=== Goal ===
Copy out the rows below exactly as they appear, all of them.

=== Exercise materials ===
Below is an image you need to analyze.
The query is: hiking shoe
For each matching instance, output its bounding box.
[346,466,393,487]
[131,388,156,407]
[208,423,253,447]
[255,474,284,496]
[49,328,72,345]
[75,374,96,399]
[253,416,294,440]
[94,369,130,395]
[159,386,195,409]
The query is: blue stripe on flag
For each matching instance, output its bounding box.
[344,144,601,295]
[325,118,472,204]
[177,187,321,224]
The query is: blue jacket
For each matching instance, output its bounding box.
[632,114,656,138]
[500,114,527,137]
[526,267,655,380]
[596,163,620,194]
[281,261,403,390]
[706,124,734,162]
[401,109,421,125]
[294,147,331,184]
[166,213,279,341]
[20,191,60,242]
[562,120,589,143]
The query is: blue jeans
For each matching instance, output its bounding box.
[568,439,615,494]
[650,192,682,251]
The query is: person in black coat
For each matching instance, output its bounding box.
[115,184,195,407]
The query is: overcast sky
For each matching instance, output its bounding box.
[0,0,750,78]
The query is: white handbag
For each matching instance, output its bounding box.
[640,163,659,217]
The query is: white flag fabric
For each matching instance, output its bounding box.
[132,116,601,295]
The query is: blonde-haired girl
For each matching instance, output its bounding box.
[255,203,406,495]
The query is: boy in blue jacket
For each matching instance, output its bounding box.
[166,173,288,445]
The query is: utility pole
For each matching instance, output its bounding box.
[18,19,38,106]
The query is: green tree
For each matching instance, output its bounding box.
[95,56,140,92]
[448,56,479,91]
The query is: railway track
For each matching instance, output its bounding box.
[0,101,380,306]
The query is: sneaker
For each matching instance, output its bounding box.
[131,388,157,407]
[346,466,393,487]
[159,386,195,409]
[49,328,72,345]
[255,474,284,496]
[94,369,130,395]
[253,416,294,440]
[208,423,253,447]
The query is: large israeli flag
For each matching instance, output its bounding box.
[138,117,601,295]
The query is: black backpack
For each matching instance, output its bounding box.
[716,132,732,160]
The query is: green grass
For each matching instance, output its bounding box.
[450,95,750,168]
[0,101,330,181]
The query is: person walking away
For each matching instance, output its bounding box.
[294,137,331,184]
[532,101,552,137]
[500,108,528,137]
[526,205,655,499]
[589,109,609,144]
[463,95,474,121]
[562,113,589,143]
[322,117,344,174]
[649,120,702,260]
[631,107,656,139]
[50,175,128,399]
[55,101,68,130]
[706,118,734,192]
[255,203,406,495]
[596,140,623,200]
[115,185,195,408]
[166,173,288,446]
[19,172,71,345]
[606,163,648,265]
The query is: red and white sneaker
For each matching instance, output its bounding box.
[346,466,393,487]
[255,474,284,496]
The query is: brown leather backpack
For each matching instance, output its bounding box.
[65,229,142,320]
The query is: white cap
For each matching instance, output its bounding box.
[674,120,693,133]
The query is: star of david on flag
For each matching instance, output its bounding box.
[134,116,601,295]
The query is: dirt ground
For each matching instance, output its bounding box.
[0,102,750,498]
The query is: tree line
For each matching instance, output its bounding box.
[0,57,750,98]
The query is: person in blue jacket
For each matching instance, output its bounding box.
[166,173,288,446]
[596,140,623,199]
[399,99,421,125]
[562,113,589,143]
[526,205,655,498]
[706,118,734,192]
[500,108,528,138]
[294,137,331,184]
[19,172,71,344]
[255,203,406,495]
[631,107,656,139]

=== Solution to this task ===
Below is an image you need to analyze.
The query is: hiking shoe
For each matching instance, output its bounding box.
[346,466,393,487]
[131,388,156,407]
[208,423,253,447]
[255,474,284,496]
[49,328,72,345]
[75,374,96,399]
[253,416,294,440]
[94,369,130,395]
[159,386,195,409]
The query is: blue stripe on flag
For each matching instance, output its bounding box.
[344,144,601,295]
[325,118,472,204]
[177,187,321,224]
The query is: blue jacket
For each matching instance, output its bounding box.
[632,114,656,138]
[500,114,527,137]
[526,267,655,380]
[596,163,620,194]
[281,261,403,390]
[706,124,734,162]
[401,109,421,125]
[294,147,331,184]
[166,213,279,341]
[20,191,60,242]
[562,120,589,143]
The query is: blue jeans
For each matching instance, output its bounding box.
[568,439,615,494]
[650,192,682,251]
The query is: person in black coat
For each matching instance, output its bounding box.
[115,184,195,407]
The query is: overcast sky
For each matching instance, output its bounding box.
[0,0,750,78]
The query is: white handbag
For each matching instance, output its bounding box.
[640,163,659,217]
The query is: white flag fabric
For each matching instance, output its bounding box.
[132,116,601,295]
The query is: blonde-haired girl
For each matching instance, output its bounding box.
[255,203,406,495]
The query is: boy in blue jacket
For each matching instance, output its bounding box.
[166,173,288,445]
The query is: utility pole
For each matching instance, output its bounding box.
[18,19,38,106]
The query is: green tree
For each matching instance, output its bounding box.
[95,56,140,92]
[448,56,479,91]
The query is: railway track
For each matching instance, output its bounding box.
[0,101,380,306]
The query is: sneaker
For each matching instance, output its bounding box.
[131,388,157,407]
[346,466,393,487]
[159,386,195,409]
[49,328,72,345]
[255,474,284,496]
[94,369,130,395]
[253,416,294,440]
[208,423,253,447]
The query is: large israeli flag
For each matching instance, output its bounding box.
[138,117,601,295]
The query is: black backpack
For each matching instance, output its bounding box.
[716,132,732,160]
The query is: green grass
For each matching instance, output its bounding box.
[450,95,750,168]
[0,101,330,181]
The query is: person walking away
For each matching instance, output its bounding box.
[294,137,331,184]
[532,101,552,137]
[500,108,528,137]
[526,205,655,499]
[589,109,609,144]
[463,95,474,121]
[562,113,589,143]
[322,117,344,174]
[649,120,702,260]
[631,107,656,139]
[50,175,128,399]
[55,101,68,130]
[706,118,734,192]
[255,203,406,495]
[596,140,623,200]
[115,185,195,408]
[166,173,288,446]
[19,172,71,345]
[606,163,648,265]
The query is: red and white sneaker
For each matching instance, output its bounding box.
[346,466,393,487]
[255,474,284,496]
The query is: brown leather backpack
For each matching instance, output its bounding box.
[65,229,142,320]
The query is: white cap
For each matching instance, output its bounding box.
[674,120,693,133]
The query is: star of david on flag
For each matching instance, output its bounding box.
[134,116,601,295]
The query is: dirt ground
For each matching instance, output its bounding box.
[0,102,750,498]
The query is: tree line
For each matching instance, output its bounding box.
[0,57,750,98]
The query is: person in blue jacket
For each matching instance, output its bounding box.
[166,173,288,446]
[596,140,623,199]
[399,99,421,125]
[562,113,589,143]
[526,205,655,498]
[706,118,734,192]
[500,108,528,138]
[294,137,331,184]
[19,172,71,344]
[255,203,406,495]
[631,107,656,139]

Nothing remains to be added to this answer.